--- Provided data ---
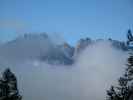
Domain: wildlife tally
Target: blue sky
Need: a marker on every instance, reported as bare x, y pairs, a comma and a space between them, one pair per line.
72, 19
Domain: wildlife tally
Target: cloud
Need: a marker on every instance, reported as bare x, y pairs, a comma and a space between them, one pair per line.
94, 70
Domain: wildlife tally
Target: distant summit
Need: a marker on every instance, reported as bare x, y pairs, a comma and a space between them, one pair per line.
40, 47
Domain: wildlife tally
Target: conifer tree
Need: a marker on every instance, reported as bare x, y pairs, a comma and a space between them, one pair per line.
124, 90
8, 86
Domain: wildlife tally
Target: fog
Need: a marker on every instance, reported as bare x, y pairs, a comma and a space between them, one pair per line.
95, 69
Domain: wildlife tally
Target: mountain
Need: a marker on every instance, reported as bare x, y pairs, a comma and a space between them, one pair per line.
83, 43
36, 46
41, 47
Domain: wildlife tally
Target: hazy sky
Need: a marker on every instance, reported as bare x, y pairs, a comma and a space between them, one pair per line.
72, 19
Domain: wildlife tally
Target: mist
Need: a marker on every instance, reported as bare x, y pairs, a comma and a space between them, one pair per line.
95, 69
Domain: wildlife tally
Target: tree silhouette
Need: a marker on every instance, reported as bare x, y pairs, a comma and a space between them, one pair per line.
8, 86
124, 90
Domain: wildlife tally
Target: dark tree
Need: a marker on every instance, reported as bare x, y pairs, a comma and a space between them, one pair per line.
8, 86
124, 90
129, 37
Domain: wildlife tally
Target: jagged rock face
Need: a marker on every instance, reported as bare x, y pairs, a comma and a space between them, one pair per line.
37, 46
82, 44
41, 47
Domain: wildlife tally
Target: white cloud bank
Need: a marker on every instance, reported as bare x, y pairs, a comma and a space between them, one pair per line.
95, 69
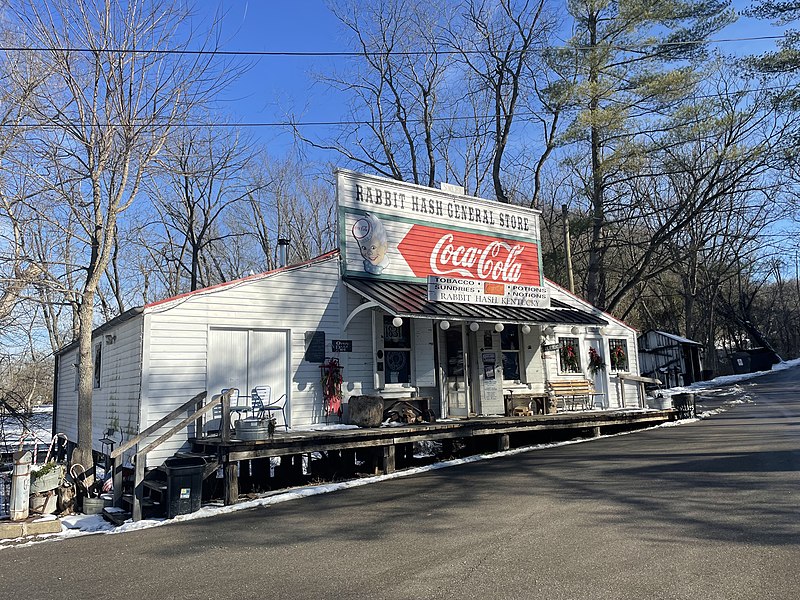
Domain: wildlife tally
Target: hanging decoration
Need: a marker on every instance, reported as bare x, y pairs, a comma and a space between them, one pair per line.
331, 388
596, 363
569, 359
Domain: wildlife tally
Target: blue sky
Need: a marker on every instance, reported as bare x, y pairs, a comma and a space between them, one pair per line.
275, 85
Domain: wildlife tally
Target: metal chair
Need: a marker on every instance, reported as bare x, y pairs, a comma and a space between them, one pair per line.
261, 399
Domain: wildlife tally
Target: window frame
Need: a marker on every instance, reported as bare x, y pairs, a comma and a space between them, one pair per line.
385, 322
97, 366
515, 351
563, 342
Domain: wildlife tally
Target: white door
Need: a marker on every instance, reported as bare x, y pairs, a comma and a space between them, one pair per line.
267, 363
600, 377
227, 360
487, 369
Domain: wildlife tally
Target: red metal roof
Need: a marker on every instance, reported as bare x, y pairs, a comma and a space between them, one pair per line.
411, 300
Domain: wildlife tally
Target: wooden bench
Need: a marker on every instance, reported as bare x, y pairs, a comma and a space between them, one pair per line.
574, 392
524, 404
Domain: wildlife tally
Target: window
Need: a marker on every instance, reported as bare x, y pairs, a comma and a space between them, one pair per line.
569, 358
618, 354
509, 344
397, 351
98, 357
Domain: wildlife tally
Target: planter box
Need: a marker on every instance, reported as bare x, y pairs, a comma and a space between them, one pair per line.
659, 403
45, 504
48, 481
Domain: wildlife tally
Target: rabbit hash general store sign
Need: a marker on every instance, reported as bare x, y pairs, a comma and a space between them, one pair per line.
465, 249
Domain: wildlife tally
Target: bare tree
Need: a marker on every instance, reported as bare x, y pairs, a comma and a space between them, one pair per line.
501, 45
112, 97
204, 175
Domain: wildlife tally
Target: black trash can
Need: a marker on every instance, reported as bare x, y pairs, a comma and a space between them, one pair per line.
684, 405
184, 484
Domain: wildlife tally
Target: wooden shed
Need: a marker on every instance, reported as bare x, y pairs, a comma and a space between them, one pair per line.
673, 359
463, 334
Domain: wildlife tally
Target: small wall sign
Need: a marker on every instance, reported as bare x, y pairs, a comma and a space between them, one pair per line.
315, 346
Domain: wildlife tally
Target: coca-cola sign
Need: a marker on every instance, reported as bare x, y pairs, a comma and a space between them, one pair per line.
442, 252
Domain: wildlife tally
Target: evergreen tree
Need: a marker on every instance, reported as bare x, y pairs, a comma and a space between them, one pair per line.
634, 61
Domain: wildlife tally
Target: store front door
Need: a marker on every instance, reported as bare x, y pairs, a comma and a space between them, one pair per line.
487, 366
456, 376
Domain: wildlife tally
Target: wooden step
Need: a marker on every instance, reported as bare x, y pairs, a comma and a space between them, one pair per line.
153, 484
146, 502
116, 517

--- Problem to solve ---
Copy the entries exactly. Leave out the images.

--- Solved exercise ---
Domain: wildlife tally
Target: blue sky
Need: a marker on every instance, reported as bare x, y pairs, a comma and a space between them, one pair per line.
72, 19
Domain: wildlife tally
Target: cloud
Need: a marker on every instance, reported as bare x, y pairs, a comma and a space between them, one pair per line.
94, 70
Domain: wildlife tally
Target: distant summit
Need: a marker on every instance, reported as bare x, y pairs, a comma and a space between them, one pair per line.
40, 47
Domain: wildlife tally
Target: conifer tree
Need: a marker on every instance, reported as bare x, y pairs, a comma and a space between them, one pair per line.
124, 90
8, 86
Domain: wildlife tally
Target: fog
Need: a marker on every instance, reported as bare x, y pairs, a comma and a space between them, one pair per line.
95, 69
Domain: wildlife tally
Target: mountain
Need: a marker on every instance, reported as bare x, y pairs, a comma and a space between them, one pair per line.
83, 43
36, 46
41, 47
Domain: wildlife tally
Target: hazy sky
Need: a marker on every instance, reported as bare x, y pairs, a comma and a space between them, one pair per line.
72, 19
Domain: wildlife tally
Target: mist
Need: a marker on every instance, reported as bare x, y pairs, a comma and a space between them, one pair per line.
95, 69
Domain: wildlife tally
Target: tree silhouette
Need: a marker on every instance, reported as bare x, y pairs, a comma and a space between them, one pair per line.
8, 86
124, 90
Domain: wildlife tally
Target: dark tree
Need: a marker on every instance, reported as bare x, y pairs, a comma and a space between them, one pair per line.
8, 86
124, 90
129, 37
Domain: wildlife tally
Target: jagged rock face
Need: a marker on every instance, reported as bare x, y pairs, a comma and a space between them, one pair per line.
37, 46
82, 44
41, 47
Domain: wildlife tally
Target: white cloud bank
Need: a marker on every instance, reported as bare x, y pairs, a comma and a space between them, one pair per line.
95, 69
Domain: wildlife tally
Target: hanging decoration
Need: a marker on every instance, reported as bare x, y pairs, a comma and a space between them, one pair per line.
331, 388
596, 363
569, 359
Domain: wildlife tally
Target: blue sky
Need: a marker on every instance, reported as bare x, y pairs, a comma and a space between them, one pair per line.
275, 85
Domain: wildlife tally
Target: metal chair
Need: a marker on every instance, reported as bare x, y pairs, a comma and a space between them, one pair per line.
261, 399
Domain: wildlife tally
Target: window frame
Need: a marker on every instance, reported as bare x, y pairs, a comma and a space between them, one pair per line.
385, 322
97, 366
515, 351
563, 342
Domain: wildlife tally
Target: white door
Need: a marker on every instance, reported as bare x, y pairs, a comma and a space between them, one pair per line.
267, 363
600, 377
227, 360
487, 369
Domain: wildlife tally
Target: red metal roof
Need: a marker on every instance, reported as bare x, y pairs, a comma and a space between them, one pair per line.
411, 300
Domain: wildlife tally
Target: wooden bench
Need: a marker on every instance, reported as bare x, y pairs, a comma and a space between them, one pair per line.
574, 392
524, 404
Domain: wildlife tally
Target: window
Need: a marker on every instance, reported as bare x, y pairs, a comma and a space between them, one pair per line.
569, 358
618, 354
509, 344
397, 351
98, 357
Domain: wildlife tally
Target: planter box
Need: a marker on every instance, reported as bare x, y pairs, a comma and a space between them, one pair per line.
659, 403
45, 504
48, 481
Domain: wildlife tally
Target: rabbit hash general store sign
Need: a marker on every instance, reported as bare x, y pairs, a comma and a space between them, one pair per line.
465, 249
Domain: wildlife tally
Target: bare tree
Need: a marker on every instance, reported as bare x, y pairs, a comma and a space between them, one pair per line.
501, 45
112, 97
204, 175
Domain: wildlife tally
Target: black trash can
Need: a marker on every instance, reported as bare x, y pairs, a comma and a space between them, one pair per line.
684, 405
184, 484
Domain: wildlife tally
Target: wooden shed
Need: a marker on every instance, reported as bare x, y pairs, a comma and a space between them, one pair per line.
673, 359
463, 334
Domain: wildlife tally
Target: small wall sign
Need: a marker on every instance, reported as bare x, y pairs, a comma and a space between them, one pair per line.
315, 346
Domain: wildlife tally
Target: coca-cola sign
Need: a marker on every instance, reported as bare x, y pairs, a comma and a space between them, one pair per line.
442, 252
Domain: wildlife tally
Target: evergreen tree
Need: a marker on every instance, reported as bare x, y pairs, a comma and a space between them, one pair per line.
634, 61
Domain: wildlife tally
Target: store front door
Need: a marker on every instance, reported as bare x, y pairs, a comma and a space between them, one pair per line.
487, 366
456, 376
Domain: wildlife tally
Target: wooden step
Need: a marker on every instance, reported as bare x, y pairs, a comma and a space between them, one pair per line.
153, 484
146, 502
116, 517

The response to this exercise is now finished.